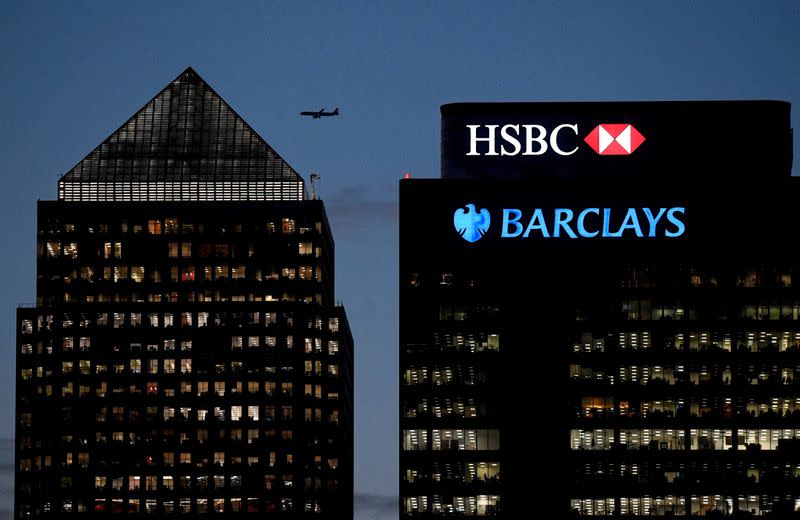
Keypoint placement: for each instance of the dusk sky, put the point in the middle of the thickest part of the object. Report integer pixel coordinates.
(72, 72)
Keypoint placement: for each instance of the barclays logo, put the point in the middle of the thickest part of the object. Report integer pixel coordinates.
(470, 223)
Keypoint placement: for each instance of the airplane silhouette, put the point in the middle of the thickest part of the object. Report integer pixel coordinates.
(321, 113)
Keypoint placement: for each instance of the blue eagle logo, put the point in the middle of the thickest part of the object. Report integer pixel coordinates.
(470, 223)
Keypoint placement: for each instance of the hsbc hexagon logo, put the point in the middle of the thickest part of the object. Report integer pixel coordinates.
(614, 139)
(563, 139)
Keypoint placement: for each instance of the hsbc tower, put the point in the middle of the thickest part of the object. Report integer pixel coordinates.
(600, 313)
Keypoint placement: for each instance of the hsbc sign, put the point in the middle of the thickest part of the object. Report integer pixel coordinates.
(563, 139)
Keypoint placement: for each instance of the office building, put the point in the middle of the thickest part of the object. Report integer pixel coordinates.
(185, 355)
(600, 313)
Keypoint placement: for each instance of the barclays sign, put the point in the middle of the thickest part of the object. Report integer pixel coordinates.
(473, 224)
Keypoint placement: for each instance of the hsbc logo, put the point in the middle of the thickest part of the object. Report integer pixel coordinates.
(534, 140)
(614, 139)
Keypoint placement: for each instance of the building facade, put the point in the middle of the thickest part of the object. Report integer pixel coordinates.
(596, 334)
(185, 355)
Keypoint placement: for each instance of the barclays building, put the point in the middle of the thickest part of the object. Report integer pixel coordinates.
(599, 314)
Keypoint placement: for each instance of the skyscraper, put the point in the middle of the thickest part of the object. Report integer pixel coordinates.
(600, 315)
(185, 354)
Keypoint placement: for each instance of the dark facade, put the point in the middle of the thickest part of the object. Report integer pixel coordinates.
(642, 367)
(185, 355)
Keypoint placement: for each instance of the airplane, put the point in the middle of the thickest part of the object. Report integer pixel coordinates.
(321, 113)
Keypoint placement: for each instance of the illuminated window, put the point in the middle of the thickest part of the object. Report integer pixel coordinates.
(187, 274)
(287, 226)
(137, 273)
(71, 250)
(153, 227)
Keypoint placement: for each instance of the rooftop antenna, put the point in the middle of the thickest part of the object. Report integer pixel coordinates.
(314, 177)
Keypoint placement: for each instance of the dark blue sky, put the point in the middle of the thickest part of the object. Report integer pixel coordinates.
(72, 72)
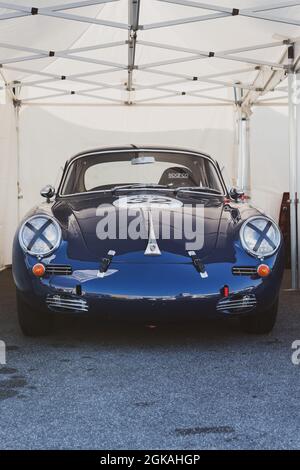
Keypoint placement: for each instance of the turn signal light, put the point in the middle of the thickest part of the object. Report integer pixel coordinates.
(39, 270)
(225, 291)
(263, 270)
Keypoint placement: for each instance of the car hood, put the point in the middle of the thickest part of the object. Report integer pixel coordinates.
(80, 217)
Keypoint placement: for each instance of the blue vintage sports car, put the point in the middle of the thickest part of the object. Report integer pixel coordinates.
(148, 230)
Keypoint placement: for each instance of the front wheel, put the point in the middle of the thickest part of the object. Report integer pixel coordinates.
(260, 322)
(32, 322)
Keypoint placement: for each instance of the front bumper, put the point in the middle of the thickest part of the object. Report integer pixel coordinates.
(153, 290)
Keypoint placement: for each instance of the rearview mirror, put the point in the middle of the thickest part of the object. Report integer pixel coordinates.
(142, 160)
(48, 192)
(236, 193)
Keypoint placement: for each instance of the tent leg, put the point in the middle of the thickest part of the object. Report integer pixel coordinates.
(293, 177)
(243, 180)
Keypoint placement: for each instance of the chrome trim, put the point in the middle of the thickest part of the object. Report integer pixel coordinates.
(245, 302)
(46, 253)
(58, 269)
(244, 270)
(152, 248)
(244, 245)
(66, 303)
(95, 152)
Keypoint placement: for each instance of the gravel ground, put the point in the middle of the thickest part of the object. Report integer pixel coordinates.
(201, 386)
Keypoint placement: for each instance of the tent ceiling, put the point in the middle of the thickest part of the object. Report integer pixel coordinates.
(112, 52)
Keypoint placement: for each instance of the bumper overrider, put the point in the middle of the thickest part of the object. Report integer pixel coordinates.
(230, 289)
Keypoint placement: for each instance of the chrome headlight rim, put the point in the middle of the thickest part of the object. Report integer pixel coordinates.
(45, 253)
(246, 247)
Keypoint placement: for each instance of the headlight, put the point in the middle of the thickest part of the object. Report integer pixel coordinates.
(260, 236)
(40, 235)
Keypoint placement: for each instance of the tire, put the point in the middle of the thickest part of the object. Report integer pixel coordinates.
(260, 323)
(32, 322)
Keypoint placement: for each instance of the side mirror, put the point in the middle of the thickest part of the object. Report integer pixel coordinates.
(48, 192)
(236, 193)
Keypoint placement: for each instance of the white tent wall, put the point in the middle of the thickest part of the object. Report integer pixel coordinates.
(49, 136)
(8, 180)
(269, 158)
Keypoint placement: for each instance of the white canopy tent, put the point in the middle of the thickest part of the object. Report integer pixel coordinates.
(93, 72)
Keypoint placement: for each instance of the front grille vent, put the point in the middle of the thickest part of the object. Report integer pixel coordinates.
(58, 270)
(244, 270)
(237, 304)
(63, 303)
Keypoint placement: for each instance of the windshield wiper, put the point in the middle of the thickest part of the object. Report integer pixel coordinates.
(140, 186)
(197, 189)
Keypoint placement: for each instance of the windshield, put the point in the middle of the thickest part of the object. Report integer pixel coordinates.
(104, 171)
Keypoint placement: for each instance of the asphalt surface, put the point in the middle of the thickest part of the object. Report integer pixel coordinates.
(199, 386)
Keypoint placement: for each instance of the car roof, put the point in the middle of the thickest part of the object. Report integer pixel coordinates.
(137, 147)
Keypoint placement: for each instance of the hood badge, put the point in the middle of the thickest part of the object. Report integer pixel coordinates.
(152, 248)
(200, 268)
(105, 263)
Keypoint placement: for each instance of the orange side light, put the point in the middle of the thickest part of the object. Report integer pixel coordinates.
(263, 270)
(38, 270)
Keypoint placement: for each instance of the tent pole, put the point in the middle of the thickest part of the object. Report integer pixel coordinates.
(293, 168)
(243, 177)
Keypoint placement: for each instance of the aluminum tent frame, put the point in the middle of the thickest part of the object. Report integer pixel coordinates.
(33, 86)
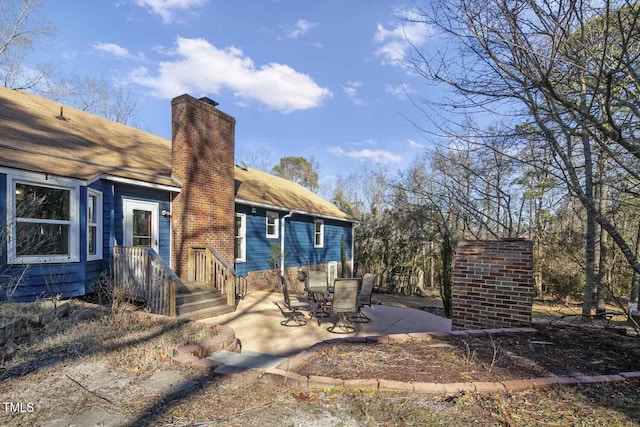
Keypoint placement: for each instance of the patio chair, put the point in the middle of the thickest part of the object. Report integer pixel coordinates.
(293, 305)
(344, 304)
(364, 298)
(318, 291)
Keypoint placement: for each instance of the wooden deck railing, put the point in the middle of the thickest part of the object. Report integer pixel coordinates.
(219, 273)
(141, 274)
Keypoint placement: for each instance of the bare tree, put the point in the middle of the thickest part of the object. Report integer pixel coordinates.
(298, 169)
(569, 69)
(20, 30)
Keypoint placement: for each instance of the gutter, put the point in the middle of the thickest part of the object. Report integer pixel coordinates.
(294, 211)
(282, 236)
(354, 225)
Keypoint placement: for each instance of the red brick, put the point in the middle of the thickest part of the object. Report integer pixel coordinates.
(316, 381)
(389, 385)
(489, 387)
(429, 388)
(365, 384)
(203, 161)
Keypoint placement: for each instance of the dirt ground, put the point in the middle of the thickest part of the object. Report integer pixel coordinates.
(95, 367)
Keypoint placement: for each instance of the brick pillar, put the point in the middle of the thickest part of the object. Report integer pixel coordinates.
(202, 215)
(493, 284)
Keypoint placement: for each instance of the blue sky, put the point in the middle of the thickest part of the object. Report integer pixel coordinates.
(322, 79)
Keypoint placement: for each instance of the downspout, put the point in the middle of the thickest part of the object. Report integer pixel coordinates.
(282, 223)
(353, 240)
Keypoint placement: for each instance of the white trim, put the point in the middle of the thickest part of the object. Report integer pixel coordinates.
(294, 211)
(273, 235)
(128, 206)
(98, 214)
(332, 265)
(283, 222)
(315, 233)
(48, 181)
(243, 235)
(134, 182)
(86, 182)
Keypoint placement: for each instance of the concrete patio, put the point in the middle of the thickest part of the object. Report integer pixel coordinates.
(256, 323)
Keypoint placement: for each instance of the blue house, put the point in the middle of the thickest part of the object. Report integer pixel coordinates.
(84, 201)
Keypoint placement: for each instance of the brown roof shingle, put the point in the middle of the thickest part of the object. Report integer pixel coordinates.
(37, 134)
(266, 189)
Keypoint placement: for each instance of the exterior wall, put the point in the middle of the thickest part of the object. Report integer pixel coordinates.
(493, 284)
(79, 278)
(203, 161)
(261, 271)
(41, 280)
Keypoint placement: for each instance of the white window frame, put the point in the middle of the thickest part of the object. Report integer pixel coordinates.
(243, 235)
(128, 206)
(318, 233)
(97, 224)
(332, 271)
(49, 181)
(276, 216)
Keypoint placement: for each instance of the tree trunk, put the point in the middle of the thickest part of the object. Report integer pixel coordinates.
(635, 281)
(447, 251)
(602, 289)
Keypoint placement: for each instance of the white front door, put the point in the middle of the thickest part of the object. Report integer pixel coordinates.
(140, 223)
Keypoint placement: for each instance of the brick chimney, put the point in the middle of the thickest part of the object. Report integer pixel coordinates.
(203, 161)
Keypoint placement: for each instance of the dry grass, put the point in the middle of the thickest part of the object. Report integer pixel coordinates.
- - -
**Exercise**
Return the lines above, from the one containing "Keypoint placement: for each instance of the white window" to the end, exactly as they stand.

**Correct response**
Keypoint placement: for each instance of the white window frame, put the point in the middle of the thickest part of the object. Report integer pixel coordinates.
(243, 235)
(128, 206)
(318, 233)
(97, 224)
(332, 271)
(49, 181)
(276, 216)
Keypoint placement: for each instance of the tree trunk, put the point in the middle of the thickest part of the object. Report integer pixel coordinates.
(635, 281)
(447, 251)
(602, 289)
Keypoint placement: for each instance of the white front door, put the point in the middle of the thickest part of the object. Report integer pixel coordinates.
(140, 223)
Keypoint placement: for each instance of the brick chimney, put the point in the middle of the thickest part of the object. Report integer pixel coordinates.
(203, 161)
Keypoint placement: for each instance of the dry grass, put the point in the middle of the thickest part of the object. Report integer pixel coordinates.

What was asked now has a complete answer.